Written task: Can you switch "damaged car" to "wrecked car" everywhere from the line containing "Where can the windshield be" down to the end of the records and reproduce only that stretch with nothing else altered?

Point labeling dataset excerpts:
▬▬▬▬▬▬
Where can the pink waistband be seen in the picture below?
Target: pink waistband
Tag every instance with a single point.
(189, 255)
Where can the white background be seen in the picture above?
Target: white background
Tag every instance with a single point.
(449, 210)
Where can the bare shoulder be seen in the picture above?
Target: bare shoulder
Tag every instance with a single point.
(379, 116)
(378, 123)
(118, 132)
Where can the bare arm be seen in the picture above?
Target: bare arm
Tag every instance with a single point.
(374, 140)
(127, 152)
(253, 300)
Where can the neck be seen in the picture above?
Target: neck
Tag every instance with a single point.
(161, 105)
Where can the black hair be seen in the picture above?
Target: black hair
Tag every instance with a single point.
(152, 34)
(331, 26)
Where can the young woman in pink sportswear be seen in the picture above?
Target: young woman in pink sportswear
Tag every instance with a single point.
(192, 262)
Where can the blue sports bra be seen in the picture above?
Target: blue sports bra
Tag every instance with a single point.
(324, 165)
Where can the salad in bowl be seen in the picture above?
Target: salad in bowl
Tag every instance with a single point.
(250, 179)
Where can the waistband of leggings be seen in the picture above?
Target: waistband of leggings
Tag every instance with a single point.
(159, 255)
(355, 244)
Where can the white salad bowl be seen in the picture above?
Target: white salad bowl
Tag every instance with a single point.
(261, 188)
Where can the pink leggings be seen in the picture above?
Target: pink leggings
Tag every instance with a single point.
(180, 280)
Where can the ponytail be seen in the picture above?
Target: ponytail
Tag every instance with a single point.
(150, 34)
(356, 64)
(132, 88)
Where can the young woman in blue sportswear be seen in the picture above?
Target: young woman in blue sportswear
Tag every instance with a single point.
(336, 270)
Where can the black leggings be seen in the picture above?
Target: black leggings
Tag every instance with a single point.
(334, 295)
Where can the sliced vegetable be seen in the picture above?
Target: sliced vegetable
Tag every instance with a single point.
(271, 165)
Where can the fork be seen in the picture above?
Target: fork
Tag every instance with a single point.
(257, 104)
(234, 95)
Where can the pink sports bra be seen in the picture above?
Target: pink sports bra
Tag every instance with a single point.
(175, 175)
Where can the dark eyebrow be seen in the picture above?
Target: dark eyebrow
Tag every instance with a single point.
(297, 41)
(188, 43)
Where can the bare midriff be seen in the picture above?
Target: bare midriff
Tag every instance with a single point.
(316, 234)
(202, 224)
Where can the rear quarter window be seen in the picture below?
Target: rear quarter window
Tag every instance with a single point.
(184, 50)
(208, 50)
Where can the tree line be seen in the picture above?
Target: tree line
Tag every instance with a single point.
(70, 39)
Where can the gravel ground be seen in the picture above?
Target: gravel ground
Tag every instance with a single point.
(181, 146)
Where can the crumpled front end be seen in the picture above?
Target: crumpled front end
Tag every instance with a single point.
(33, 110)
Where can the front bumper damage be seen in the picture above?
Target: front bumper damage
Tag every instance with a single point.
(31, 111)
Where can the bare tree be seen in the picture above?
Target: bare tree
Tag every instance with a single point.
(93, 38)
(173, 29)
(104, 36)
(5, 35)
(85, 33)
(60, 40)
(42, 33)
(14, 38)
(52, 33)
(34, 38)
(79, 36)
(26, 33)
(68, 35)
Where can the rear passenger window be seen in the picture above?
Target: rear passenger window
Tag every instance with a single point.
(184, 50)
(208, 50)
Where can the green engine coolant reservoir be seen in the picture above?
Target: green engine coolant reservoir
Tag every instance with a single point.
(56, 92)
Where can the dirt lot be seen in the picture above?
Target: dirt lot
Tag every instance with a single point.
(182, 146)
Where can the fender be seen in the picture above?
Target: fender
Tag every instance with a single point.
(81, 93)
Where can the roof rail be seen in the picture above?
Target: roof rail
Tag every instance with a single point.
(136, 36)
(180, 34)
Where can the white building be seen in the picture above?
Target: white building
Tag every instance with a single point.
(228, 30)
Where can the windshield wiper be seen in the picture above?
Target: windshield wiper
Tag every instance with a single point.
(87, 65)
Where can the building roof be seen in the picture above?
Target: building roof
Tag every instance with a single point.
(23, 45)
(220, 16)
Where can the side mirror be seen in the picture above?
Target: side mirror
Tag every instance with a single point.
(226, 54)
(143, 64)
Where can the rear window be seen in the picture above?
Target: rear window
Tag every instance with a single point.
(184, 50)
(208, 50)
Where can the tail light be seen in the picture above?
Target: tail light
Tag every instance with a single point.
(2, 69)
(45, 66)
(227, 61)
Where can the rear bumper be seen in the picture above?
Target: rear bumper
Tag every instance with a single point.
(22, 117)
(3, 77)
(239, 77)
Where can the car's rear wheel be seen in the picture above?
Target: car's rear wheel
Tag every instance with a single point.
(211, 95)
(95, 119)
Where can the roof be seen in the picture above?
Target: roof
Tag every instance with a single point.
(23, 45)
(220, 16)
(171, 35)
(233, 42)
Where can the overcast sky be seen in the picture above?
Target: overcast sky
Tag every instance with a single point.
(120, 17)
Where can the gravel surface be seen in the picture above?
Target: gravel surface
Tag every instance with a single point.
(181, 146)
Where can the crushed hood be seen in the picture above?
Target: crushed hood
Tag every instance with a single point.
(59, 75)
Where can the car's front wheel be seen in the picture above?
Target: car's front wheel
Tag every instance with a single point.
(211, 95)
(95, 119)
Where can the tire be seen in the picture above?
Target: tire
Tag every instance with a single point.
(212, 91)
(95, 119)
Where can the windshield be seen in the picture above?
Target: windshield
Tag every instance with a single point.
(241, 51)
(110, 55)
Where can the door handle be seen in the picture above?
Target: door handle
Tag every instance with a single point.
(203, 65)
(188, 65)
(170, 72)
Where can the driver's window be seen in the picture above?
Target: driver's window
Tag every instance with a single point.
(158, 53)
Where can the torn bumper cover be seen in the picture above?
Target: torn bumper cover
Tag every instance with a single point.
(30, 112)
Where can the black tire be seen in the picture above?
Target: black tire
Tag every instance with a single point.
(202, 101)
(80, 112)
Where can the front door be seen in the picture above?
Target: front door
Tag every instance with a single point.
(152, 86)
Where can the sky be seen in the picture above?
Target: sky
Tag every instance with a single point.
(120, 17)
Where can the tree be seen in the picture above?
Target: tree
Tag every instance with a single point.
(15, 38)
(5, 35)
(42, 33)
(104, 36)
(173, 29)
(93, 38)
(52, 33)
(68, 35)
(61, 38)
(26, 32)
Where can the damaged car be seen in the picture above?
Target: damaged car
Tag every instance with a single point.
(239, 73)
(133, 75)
▬▬▬▬▬▬
Expected answer:
Where can the windshield be seen in the picture above?
Target: windshield
Tag every instance with a single point.
(241, 51)
(110, 55)
Where can the door handle be seen in the picture above?
Target: door handle
Tag every instance with a single point.
(203, 65)
(188, 65)
(170, 72)
Where can the driver's window be seen in the picture above?
Target: driver's window
Tag every instance with a single point.
(158, 53)
Where can the torn bumper cover be seen in the picture above?
Target: torn bumper cover
Tag every instance with a single point.
(30, 112)
Where can the black tire be seen in the picture above?
Target: black tire
Tag every instance with a single point.
(202, 101)
(80, 112)
Where can the front door be seen in the picture above?
Target: front door
Tag every instance with a single point.
(152, 86)
Where can the sky be seen in the picture above?
Target: sky
Tag every instance with a single point.
(120, 17)
Where can the tree be seen in the picture above?
Target: tree
Tag every instance with a single point.
(15, 38)
(5, 35)
(42, 33)
(104, 36)
(173, 29)
(93, 38)
(52, 33)
(68, 35)
(61, 38)
(26, 32)
Where can the wrecked car be seen in the picture above?
Target: wrecked car
Tag every instance with a single point.
(239, 73)
(133, 75)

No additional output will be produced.